Data rows:
.....
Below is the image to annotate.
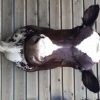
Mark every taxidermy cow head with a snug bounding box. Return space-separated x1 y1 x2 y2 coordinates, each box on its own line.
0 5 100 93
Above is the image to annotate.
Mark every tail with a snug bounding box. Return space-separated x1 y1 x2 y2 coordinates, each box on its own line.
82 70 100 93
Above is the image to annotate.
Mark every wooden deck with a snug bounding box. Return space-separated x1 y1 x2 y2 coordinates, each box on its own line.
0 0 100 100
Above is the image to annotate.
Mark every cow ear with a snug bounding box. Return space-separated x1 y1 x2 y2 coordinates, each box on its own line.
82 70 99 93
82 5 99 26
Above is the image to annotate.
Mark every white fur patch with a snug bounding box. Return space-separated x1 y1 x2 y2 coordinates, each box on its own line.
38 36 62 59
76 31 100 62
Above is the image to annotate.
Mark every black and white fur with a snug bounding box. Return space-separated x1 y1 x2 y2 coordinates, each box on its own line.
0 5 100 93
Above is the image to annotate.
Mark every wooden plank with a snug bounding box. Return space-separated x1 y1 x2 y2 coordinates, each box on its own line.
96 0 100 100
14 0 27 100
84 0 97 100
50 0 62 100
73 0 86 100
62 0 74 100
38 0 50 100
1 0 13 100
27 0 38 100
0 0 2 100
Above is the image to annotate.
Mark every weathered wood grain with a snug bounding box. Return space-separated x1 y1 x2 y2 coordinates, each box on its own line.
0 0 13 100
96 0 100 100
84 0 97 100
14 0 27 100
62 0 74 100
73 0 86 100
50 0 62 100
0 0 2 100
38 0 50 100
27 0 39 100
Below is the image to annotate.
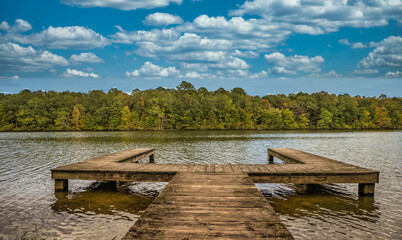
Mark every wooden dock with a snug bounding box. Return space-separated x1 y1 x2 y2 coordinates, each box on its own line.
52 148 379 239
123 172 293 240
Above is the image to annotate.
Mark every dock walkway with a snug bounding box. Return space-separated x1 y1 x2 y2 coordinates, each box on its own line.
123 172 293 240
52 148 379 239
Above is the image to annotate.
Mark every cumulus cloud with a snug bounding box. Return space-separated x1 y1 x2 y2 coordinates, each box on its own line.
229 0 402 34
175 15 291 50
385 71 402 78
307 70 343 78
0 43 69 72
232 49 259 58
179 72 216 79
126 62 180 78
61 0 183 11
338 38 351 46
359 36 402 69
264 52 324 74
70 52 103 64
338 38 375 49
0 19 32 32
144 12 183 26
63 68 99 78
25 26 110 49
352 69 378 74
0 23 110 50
.....
To be done:
Return the material verbatim from its first line through the line containing "0 0 100 100", including both of those lines, and leave the pictures out of your answer.

Written response:
Below is the image to annotate.
Mark every taxidermy cow head with a snug bounding box. Return space-separated x1 y1 x2 y2 coordinates, each box on its own line.
0 5 100 93
Above is the image to annotate.
Mark every tail with a snug bounding box. Return space-separated x1 y1 x2 y2 coordinates, each box on its own line.
82 70 100 93
Above is the image to annotate.
Mark every wooden deck with a snug bounding box. Return space-separated x1 y1 x2 y2 coordinates, each box on its own line.
0 0 100 100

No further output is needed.